▶ **GOAL OF THE EXERCISE**:
Reproduce all of the data below with every "photo" replaced by "picture" and nothing else altered. Leave the pictures out.
# PROVIDED DATA start
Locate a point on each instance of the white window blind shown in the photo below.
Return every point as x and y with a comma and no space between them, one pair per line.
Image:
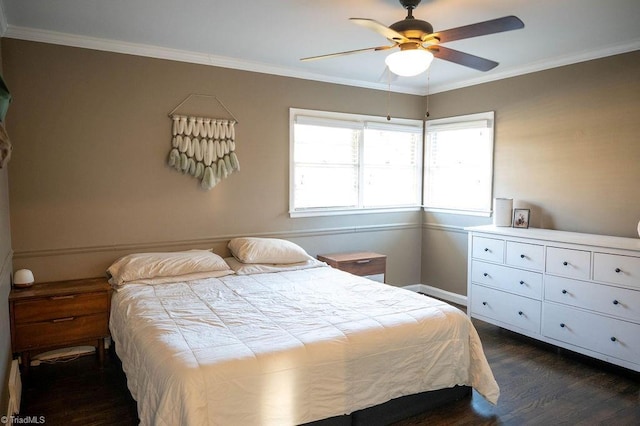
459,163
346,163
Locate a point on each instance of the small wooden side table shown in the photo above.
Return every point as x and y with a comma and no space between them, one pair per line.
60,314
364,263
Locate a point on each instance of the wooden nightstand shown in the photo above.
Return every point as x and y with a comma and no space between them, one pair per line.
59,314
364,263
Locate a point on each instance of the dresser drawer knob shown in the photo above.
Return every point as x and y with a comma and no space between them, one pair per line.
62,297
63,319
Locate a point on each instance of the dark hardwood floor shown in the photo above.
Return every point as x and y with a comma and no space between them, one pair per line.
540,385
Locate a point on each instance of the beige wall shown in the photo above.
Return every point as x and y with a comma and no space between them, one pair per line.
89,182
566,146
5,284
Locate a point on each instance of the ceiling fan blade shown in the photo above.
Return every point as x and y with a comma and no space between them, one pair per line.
# PROVIDED DATA end
▶ **TASK RESPONSE**:
Locate a point on each instance of the white window blind shown in the picture below.
Return every point as x and y with a comma and no space between them, one pair per line.
Image:
459,163
346,163
Locate a point on each instance of the small wooden side table shown in the picture above.
Return every point as x and y with a comma and no space between them, one pair per line.
60,314
364,263
Locate a point on each instance of the wooden nightstand shown in the picture above.
Return every point as x and y with a comma and no space between them, one pair per line.
59,314
364,263
Locate a point on each instance of the dresser drawer knob shown in the picture above.
Return every point as x and y with a comma and no space between them, one pair per line.
62,297
63,319
Locate a point on each instance of the dark hardwood floor shown in the picture above.
Return every point as x and y with a comma and no space between them, one pair per line.
540,385
Locate a point on each instance of the beige wall shown in the picture above.
Return every point as x and y with a comma and no space between them, one pair per line.
89,182
566,146
5,284
Locate a point on each instance of the ceiling fan blade shown in the picture above.
Return every point as x and y with a comma and no space between them, one pair per line.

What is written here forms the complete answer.